## WHAT TO DO
Retype exactly the stretch of lines that begins at the line containing "Point to the red flag." and ends at the last line of the data, with no other lines.
::: DATA FOR PROCESSING :::
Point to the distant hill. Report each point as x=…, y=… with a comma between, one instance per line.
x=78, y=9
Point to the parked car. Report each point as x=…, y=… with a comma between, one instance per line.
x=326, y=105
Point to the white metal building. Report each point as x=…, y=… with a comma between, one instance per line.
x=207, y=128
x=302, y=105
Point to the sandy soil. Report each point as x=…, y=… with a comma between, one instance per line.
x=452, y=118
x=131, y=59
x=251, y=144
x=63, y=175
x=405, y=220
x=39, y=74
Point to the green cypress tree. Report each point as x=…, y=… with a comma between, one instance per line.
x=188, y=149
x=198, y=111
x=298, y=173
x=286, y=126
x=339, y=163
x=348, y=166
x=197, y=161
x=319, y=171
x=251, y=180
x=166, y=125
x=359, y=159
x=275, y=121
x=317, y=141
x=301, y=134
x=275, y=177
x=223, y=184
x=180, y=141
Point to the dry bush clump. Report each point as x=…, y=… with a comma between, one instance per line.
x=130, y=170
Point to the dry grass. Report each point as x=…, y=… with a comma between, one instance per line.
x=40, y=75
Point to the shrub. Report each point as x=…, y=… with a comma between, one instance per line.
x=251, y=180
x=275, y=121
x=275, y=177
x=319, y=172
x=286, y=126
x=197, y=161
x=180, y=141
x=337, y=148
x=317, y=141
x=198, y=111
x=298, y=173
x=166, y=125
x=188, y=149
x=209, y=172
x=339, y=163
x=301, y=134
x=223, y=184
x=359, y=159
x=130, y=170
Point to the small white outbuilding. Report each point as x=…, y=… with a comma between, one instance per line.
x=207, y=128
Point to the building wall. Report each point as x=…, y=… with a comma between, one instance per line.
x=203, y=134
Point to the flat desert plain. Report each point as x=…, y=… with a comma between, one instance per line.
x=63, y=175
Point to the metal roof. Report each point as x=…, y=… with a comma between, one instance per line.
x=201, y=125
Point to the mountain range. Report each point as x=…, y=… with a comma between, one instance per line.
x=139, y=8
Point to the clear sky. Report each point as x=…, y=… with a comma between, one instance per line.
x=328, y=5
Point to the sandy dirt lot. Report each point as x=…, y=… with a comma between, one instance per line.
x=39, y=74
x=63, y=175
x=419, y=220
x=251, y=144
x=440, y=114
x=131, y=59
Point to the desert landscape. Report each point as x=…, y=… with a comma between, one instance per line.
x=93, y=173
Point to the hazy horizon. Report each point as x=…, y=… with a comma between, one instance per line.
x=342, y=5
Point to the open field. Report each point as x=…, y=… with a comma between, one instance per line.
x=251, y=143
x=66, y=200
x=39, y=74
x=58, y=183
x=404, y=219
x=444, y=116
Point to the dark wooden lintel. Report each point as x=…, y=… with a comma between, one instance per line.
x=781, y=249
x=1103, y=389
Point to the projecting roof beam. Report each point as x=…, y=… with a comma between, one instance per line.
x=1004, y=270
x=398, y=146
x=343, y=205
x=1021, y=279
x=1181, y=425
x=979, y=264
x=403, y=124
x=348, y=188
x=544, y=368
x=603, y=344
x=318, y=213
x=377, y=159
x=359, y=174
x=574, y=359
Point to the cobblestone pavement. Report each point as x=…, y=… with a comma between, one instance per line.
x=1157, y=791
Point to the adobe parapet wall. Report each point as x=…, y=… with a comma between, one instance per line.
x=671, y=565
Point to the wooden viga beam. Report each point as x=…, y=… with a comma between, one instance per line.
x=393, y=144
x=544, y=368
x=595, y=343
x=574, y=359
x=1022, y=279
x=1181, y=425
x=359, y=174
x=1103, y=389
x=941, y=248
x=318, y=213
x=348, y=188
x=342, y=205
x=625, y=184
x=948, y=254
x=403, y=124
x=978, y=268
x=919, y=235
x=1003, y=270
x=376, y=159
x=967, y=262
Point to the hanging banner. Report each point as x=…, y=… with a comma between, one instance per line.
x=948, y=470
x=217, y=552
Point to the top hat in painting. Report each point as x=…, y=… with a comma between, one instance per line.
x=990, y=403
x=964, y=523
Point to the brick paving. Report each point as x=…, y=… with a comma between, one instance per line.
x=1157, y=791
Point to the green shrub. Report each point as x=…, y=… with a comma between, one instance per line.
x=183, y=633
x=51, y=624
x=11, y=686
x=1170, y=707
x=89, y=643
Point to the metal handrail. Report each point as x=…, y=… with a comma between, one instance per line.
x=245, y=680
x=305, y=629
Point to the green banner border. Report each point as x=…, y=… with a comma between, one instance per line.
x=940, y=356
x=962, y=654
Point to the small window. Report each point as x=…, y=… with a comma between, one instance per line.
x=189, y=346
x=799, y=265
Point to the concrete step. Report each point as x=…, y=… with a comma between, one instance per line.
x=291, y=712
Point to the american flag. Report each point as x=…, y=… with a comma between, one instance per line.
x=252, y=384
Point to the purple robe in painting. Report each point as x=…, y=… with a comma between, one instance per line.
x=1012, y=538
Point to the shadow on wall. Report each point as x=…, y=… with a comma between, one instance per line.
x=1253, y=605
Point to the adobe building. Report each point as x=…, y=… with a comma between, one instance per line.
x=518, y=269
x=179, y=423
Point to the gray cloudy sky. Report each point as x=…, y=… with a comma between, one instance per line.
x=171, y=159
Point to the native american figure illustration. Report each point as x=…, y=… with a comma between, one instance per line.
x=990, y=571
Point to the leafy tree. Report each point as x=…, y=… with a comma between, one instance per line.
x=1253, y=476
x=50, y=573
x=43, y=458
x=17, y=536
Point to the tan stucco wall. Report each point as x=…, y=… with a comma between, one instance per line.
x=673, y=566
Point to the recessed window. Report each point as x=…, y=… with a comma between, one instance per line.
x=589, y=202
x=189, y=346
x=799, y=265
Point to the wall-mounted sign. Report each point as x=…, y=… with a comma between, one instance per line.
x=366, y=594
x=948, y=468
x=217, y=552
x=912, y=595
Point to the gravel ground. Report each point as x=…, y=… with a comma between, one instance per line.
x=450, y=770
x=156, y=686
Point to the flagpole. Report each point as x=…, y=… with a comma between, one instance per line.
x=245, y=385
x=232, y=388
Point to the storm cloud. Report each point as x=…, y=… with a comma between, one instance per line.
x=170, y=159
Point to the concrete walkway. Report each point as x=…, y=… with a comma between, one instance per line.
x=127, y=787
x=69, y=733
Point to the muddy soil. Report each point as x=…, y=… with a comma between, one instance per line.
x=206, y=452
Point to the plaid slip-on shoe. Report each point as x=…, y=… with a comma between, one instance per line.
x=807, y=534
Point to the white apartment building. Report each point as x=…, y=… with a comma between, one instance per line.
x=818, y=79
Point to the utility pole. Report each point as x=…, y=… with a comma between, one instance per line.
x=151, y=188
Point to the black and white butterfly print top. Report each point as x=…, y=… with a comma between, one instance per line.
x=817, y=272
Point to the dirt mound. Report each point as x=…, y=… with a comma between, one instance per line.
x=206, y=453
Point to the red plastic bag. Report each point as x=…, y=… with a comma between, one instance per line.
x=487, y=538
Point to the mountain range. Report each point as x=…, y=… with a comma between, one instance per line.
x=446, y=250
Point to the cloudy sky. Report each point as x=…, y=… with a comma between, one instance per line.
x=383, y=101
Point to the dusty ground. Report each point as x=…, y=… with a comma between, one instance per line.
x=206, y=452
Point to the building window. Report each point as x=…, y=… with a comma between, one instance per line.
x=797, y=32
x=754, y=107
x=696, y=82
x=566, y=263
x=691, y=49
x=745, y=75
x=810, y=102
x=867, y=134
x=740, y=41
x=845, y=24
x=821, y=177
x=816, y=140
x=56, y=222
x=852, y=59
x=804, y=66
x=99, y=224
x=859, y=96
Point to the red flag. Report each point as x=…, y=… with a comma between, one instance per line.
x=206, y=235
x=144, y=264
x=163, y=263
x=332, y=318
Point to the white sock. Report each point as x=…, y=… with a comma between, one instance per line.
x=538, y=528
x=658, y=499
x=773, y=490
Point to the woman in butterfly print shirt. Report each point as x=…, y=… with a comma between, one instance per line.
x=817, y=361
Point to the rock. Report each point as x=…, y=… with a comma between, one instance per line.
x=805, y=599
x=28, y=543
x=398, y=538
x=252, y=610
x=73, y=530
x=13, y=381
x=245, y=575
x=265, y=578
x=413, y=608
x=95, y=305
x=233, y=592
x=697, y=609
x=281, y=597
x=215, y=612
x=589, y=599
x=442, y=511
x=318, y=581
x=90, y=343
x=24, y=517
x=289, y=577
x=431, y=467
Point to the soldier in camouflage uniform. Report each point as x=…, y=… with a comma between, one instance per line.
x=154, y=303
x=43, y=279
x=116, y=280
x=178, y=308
:::
## FINAL RESULT
Point to the red flag. Report each point as x=…, y=… with a comma between, one instance per line.
x=206, y=235
x=144, y=264
x=163, y=263
x=332, y=318
Point to the white sock. Report each point as x=…, y=… with a comma between, one instance per line.
x=538, y=528
x=658, y=499
x=773, y=490
Point to the woman in butterfly print shirt. Report each point as x=…, y=… with a comma between, one instance per line.
x=817, y=361
Point to the rock. Report each point as x=…, y=… with a comma between, one instance per line.
x=805, y=599
x=28, y=543
x=398, y=538
x=252, y=610
x=73, y=530
x=13, y=381
x=245, y=575
x=265, y=578
x=413, y=608
x=95, y=305
x=233, y=592
x=697, y=609
x=281, y=597
x=215, y=612
x=589, y=599
x=442, y=511
x=318, y=581
x=90, y=343
x=24, y=517
x=289, y=577
x=431, y=467
Point to the soldier in camouflage uniform. Report each point as x=…, y=… with a comma between, one instance per line.
x=154, y=303
x=43, y=279
x=116, y=280
x=178, y=308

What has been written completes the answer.